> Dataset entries
Segment Open
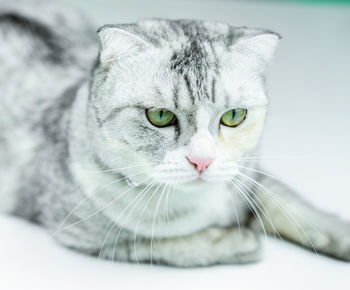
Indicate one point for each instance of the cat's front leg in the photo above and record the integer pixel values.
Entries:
(208, 247)
(295, 219)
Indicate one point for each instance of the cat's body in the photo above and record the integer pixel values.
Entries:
(80, 157)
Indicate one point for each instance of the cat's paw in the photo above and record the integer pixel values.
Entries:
(335, 241)
(340, 242)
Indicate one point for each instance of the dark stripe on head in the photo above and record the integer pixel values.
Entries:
(213, 90)
(176, 96)
(189, 89)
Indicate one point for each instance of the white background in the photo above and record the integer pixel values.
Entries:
(306, 142)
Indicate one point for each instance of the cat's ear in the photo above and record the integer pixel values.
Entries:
(117, 43)
(261, 45)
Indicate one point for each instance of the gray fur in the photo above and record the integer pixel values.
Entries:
(60, 124)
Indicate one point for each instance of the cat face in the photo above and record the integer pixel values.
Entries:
(179, 101)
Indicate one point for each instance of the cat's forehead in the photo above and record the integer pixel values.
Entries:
(190, 64)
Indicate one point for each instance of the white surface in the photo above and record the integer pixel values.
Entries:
(308, 134)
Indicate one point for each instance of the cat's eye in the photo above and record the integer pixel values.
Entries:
(233, 118)
(160, 118)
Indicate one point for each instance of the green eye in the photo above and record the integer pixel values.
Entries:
(160, 118)
(234, 117)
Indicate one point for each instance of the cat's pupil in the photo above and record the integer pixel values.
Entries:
(233, 114)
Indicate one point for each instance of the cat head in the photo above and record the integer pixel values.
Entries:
(180, 102)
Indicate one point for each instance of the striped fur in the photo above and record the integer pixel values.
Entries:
(82, 159)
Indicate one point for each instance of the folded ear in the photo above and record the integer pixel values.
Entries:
(117, 43)
(262, 46)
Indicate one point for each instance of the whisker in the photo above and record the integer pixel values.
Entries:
(103, 207)
(154, 220)
(139, 221)
(261, 208)
(121, 168)
(280, 180)
(58, 230)
(250, 205)
(283, 207)
(126, 218)
(116, 221)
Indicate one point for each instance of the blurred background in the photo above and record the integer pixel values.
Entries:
(306, 142)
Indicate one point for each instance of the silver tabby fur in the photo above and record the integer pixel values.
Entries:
(79, 156)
Segment Closed
> Instructions to follow
Supply the count of lines in the entries that include "white", and no other text.

> Written answer
2